FRAGMENTO SELECCIONADO -
————————

Paraísos anónimos
HAN SIDO muchos meses en la carretera. Ocho. La Ruta de la Seda fue la excusa, pero seguimos más allá. Atrás quedan ya ciudades míticas, policías paranoicos, nevadas en agosto, países de nombres impronunciables, cientos de intentos de timo, burocracia, bazares infinitos, calores extremos, hospitalidad nómada, mitos y prejuicios rotos, y tanto descubrimiento y tanta magia. Un sueño hecho realidad.
Ocho meses dan para encontrar muchos paraísos. Esos sitios de los cuales, al llegar uno, no quiere partir; de los que nada más llegar sabes haberlo encontrado. Un pequeño y somnoliento pueblo de pescadores, por mencionar uno, puede ser suficiente; al menos lo fue para nosotros. Durmiendo en pequeños bungalós a pie de playa junto a los de los propios habitantes. Mirando las capturas de los pescadores para saber qué podríamos cenar aquella noche. Descansando a la sombra de las palmeras o buscando peces de colores. Compartiendo cervezas con los locales o hablando de la pelea de gallos de cada domingo. No sintiéndonos turistas, casi ni siquiera viajeros.

————————

DATOS PROPORCIONADOS -
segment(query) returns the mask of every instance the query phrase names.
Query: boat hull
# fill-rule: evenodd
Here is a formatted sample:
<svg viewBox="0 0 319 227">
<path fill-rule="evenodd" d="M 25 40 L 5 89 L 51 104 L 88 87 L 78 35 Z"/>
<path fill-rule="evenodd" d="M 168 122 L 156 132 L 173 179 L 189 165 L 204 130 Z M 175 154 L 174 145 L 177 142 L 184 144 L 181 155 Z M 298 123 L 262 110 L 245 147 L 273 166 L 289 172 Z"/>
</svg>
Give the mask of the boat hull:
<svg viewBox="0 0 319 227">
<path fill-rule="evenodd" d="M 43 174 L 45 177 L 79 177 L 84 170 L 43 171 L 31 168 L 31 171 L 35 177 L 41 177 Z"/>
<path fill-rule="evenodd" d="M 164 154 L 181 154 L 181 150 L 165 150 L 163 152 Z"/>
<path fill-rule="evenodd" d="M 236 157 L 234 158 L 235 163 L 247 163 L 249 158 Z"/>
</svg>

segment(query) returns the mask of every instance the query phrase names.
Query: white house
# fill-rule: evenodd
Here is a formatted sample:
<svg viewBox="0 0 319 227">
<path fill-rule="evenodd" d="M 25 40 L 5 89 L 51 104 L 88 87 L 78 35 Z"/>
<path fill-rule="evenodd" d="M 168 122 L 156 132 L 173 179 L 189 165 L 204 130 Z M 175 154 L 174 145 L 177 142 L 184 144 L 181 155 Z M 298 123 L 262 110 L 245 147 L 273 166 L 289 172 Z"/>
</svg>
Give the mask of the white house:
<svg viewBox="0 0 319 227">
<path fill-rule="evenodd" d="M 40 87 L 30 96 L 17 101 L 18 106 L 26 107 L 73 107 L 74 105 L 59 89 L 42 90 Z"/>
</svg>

————————

ENUNCIADO DEL PROBLEMA - Prosigue el relato de viaje «Paraísos anónimos» a partir de su última oración. El material no interviene en esta actividad.

RESULTADO DEL EJERCICIO -
Y la caprichosa naturaleza, salpicando de islas la bahía, con secretas y solitarias playas bajo acantilados de piedra gris y jugosa jungla. Saliendo violentas, abruptas del mar, salpicando la lógica. Todo un paraíso, una joya sin pulir; un lugar para la paz, para el descanso, para quedarse. Nuestro paraíso. Como tantos otros, un paraíso que merece el respeto del anonimato; para que no pierda la belleza innata que hoy tiene vendida al turismo. Éste, uno de tantos paraísos, está en Filipinas. Y no creo que podamos decir más, salvo que para él van dedicadas estas líneas.